#### [EXERCISE INSTRUCTIONS]
Show each line in the records that contains the word "cloud", treating uppercase and lowercase as different.

____________________

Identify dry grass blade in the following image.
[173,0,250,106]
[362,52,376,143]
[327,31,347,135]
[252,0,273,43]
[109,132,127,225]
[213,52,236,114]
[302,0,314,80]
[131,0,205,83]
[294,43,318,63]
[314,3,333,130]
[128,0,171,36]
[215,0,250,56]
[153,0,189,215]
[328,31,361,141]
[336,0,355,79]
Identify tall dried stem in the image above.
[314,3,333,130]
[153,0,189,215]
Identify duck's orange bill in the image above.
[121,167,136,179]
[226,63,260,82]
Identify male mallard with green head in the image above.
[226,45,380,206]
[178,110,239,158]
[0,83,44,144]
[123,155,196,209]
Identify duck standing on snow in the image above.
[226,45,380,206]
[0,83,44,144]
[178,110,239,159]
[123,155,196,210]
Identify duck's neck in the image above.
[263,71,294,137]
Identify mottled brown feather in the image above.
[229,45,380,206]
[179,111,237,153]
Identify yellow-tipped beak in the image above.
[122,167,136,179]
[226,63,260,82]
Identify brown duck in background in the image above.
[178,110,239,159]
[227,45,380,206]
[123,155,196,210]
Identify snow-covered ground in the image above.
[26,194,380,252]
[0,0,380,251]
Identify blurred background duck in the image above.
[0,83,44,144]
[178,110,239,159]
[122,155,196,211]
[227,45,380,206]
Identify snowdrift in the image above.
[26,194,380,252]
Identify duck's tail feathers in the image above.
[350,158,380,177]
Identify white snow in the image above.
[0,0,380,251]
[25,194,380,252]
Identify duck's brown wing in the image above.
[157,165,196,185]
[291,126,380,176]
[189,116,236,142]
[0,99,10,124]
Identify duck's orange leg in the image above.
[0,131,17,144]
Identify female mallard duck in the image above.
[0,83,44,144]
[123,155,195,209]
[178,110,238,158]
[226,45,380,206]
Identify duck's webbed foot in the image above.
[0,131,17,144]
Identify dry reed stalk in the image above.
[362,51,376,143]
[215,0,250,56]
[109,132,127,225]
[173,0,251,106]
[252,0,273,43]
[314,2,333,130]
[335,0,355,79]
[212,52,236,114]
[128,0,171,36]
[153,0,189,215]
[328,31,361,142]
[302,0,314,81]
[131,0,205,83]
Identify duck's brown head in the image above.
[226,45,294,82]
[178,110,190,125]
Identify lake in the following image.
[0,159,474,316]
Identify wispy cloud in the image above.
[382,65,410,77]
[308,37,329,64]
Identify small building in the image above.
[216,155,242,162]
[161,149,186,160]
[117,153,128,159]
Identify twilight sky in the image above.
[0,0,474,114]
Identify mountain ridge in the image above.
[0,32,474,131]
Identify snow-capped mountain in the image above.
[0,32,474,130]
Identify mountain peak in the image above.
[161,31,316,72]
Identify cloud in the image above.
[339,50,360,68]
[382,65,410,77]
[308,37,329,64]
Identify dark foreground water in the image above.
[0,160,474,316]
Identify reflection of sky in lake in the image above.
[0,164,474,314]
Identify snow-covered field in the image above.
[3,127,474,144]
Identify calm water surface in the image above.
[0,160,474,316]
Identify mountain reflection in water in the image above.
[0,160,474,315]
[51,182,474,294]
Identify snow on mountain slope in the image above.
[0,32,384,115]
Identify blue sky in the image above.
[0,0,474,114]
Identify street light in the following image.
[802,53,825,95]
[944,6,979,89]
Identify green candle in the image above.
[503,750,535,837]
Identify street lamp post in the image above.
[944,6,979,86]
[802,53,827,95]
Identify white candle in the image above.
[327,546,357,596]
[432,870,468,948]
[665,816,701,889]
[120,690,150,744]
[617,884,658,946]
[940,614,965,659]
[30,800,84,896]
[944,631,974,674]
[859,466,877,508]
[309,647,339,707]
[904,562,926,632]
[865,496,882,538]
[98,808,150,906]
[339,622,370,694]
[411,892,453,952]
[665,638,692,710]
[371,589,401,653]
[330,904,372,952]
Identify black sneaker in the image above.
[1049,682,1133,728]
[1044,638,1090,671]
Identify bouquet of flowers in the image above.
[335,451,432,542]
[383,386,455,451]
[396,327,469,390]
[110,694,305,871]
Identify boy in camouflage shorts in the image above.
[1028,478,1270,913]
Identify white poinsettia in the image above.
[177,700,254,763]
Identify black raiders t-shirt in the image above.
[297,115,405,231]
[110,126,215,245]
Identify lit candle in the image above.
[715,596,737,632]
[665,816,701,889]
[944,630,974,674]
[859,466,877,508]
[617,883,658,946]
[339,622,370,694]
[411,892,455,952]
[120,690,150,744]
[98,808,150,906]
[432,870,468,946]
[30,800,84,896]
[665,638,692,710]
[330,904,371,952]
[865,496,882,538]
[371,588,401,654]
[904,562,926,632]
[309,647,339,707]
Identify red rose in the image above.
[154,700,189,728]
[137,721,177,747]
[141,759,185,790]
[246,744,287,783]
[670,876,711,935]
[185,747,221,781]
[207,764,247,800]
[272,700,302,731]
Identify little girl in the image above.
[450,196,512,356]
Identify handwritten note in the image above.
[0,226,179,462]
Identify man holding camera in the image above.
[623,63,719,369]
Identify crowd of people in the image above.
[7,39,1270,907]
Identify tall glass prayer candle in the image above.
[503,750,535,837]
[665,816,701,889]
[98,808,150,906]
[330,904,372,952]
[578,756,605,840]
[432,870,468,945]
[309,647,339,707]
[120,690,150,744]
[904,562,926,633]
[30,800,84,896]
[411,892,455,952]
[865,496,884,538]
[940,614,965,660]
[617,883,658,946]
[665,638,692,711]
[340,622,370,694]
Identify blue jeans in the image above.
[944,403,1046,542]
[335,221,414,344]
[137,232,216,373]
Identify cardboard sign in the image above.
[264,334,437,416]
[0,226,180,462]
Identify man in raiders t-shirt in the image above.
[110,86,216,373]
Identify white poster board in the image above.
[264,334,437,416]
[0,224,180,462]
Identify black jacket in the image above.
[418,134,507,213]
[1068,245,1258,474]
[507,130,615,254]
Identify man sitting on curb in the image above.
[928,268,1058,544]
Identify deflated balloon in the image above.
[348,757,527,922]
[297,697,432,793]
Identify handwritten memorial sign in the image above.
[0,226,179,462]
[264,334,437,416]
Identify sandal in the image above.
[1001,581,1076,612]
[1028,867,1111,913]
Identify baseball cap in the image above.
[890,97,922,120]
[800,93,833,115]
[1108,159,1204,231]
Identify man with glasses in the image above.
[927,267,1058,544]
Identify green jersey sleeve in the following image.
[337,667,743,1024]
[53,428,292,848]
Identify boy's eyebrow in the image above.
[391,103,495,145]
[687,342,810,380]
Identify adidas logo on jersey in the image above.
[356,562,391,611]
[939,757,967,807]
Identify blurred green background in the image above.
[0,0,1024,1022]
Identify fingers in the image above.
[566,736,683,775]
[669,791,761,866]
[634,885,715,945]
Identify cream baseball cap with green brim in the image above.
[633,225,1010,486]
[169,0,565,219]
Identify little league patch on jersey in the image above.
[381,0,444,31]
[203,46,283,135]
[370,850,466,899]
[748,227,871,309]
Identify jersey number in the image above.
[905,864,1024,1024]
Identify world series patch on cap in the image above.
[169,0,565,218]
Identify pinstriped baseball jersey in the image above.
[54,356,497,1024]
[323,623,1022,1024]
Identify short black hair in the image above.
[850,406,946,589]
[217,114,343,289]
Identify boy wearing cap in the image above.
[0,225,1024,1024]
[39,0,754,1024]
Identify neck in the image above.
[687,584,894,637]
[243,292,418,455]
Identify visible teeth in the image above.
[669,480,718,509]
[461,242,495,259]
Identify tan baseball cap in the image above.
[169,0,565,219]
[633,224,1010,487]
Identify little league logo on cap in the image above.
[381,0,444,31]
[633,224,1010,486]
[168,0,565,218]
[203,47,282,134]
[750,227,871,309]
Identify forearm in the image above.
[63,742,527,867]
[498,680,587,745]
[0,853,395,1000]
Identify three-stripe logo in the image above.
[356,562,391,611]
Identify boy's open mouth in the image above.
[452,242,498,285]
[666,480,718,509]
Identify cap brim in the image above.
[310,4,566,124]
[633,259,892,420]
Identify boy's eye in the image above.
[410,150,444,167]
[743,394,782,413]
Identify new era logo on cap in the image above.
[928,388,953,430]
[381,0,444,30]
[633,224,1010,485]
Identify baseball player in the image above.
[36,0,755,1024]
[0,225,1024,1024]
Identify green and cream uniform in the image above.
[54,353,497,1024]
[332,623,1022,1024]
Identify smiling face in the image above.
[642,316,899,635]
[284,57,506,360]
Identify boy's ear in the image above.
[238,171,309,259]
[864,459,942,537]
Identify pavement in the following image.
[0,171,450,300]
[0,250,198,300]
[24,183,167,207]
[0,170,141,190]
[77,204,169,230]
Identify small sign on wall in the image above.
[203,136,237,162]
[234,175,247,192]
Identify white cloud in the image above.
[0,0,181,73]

____________________

#### [REPLY TO THE TASK]
Identify wispy cloud in the image above.
Identify cloud in the image above.
Identify white cloud in the image above.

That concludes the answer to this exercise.